== About this task ==
Without skipping anything, write out each record below exactly.

(Data records)
_____

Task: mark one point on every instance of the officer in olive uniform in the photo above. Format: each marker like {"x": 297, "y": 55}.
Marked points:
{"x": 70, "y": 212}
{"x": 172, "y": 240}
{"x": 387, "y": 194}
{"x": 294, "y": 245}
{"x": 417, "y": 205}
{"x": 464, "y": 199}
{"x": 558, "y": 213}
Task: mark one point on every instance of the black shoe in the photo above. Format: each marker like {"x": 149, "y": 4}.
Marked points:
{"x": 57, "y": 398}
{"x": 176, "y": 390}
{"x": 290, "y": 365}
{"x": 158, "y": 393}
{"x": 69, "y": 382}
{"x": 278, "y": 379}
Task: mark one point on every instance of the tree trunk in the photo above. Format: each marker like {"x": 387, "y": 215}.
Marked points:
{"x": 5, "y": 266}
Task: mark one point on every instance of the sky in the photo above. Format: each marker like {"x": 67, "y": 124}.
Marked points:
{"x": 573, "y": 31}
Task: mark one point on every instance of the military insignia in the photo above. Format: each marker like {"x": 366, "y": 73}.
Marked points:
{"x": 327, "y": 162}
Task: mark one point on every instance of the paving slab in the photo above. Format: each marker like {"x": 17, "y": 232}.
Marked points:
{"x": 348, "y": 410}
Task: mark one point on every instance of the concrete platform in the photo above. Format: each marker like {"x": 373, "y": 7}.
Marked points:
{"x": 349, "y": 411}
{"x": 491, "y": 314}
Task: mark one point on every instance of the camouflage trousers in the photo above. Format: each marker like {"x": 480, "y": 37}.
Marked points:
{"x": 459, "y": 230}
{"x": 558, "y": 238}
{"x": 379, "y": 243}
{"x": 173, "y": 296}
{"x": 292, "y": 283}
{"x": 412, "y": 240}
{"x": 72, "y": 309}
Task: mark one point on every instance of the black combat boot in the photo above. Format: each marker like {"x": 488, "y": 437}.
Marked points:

_____

== Finished task ==
Task: mark one point on every instance of the officer in olive uniform in the photo above. Format: each marker like {"x": 297, "y": 55}.
Marked points:
{"x": 70, "y": 212}
{"x": 172, "y": 240}
{"x": 387, "y": 194}
{"x": 294, "y": 245}
{"x": 417, "y": 205}
{"x": 464, "y": 199}
{"x": 558, "y": 213}
Task: mark one point on every instance of the black shoe in the photo above. Format: each marker like {"x": 149, "y": 4}.
Marked points:
{"x": 57, "y": 398}
{"x": 176, "y": 390}
{"x": 290, "y": 365}
{"x": 158, "y": 393}
{"x": 69, "y": 382}
{"x": 278, "y": 379}
Task: mark one point on every instance of the tree trunk in the photo above. Format: each marker like {"x": 387, "y": 215}.
Marked points:
{"x": 5, "y": 266}
Task: mark one point on every instance of the sky in the photo above. Format: each marker like {"x": 67, "y": 124}.
Marked points:
{"x": 573, "y": 31}
Task: mark one point on every instance of the military insignia in the photo above. Format: each marker like {"x": 366, "y": 73}.
Marked points:
{"x": 327, "y": 162}
Task: mark one point on every instance of the paving slab in the photo above. Format: each marker like {"x": 17, "y": 232}.
Marked points:
{"x": 348, "y": 410}
Task: mark one point on every instance of the concrete platform in the photo above. Format: each marker like {"x": 373, "y": 7}.
Marked points:
{"x": 349, "y": 411}
{"x": 491, "y": 314}
Task: mark one point on every instance of the camouflage trousers in the photo above. Format: each marker like {"x": 480, "y": 37}.
Marked points:
{"x": 459, "y": 230}
{"x": 558, "y": 238}
{"x": 379, "y": 243}
{"x": 173, "y": 296}
{"x": 292, "y": 283}
{"x": 412, "y": 240}
{"x": 72, "y": 309}
Task: mark one point on every instance of the black combat boot in the photo above. Format: each marker like {"x": 488, "y": 437}.
Marked points:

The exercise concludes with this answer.